▶ _What you will do_: Pick out and copy every line of the material that contains the string "roof". Matching is case-sensitive.

▶ _Supplied data_:
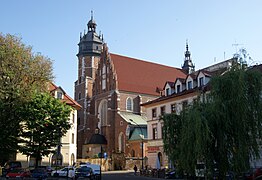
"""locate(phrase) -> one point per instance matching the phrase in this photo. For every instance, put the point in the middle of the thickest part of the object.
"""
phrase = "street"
(126, 175)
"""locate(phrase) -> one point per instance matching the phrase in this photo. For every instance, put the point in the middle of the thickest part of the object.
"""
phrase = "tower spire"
(91, 24)
(188, 65)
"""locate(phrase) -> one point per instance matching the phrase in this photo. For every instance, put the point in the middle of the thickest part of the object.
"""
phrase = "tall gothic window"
(102, 109)
(104, 77)
(129, 104)
(121, 144)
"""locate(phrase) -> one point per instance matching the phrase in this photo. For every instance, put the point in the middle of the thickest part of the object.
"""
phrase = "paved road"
(124, 175)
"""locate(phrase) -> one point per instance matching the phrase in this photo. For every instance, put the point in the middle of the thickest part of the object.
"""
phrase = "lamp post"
(142, 141)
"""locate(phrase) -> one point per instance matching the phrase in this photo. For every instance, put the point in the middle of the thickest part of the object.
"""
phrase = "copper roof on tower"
(134, 75)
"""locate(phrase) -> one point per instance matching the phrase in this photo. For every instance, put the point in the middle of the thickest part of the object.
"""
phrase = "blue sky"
(150, 30)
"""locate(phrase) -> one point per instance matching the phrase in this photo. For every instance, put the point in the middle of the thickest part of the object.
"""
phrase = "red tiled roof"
(141, 76)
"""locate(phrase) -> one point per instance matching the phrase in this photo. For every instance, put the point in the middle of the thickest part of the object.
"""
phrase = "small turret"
(90, 43)
(188, 66)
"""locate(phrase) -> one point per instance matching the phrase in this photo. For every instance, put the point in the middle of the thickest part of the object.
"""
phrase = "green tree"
(21, 73)
(46, 121)
(225, 128)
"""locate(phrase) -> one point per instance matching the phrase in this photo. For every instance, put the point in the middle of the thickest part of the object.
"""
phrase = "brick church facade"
(110, 89)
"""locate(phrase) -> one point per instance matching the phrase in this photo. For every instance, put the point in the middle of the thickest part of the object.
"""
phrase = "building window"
(178, 88)
(154, 112)
(121, 142)
(103, 112)
(73, 119)
(154, 130)
(129, 104)
(189, 85)
(133, 153)
(184, 104)
(201, 81)
(167, 91)
(173, 108)
(104, 77)
(73, 138)
(59, 95)
(78, 121)
(163, 110)
(162, 130)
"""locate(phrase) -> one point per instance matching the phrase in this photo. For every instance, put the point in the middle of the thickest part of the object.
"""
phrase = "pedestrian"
(135, 170)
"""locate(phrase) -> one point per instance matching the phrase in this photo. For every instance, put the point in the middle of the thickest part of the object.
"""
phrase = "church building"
(111, 88)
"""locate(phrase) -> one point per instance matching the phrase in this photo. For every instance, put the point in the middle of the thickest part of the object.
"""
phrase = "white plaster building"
(175, 96)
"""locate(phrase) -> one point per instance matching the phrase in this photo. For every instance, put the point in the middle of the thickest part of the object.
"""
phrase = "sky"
(151, 30)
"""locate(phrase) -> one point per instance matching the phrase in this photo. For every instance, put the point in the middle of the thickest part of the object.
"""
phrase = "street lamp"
(142, 141)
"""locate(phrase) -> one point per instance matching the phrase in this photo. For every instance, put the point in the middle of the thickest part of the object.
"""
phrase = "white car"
(96, 168)
(62, 172)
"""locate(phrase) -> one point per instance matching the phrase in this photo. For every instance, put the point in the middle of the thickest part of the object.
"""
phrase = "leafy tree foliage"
(21, 73)
(45, 124)
(223, 126)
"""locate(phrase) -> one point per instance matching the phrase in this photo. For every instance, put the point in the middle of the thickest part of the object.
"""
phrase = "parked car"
(10, 165)
(48, 169)
(39, 173)
(18, 173)
(62, 172)
(84, 172)
(173, 175)
(253, 173)
(95, 167)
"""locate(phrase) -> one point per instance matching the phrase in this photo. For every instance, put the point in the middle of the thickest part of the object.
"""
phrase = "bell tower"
(89, 52)
(188, 65)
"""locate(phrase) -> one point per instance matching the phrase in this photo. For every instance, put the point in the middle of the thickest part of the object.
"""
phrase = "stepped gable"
(140, 76)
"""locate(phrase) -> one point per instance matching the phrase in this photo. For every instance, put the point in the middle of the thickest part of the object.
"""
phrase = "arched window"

▶ _Solution below_:
phrase = "copper roof on tower"
phrase = "red tiled roof"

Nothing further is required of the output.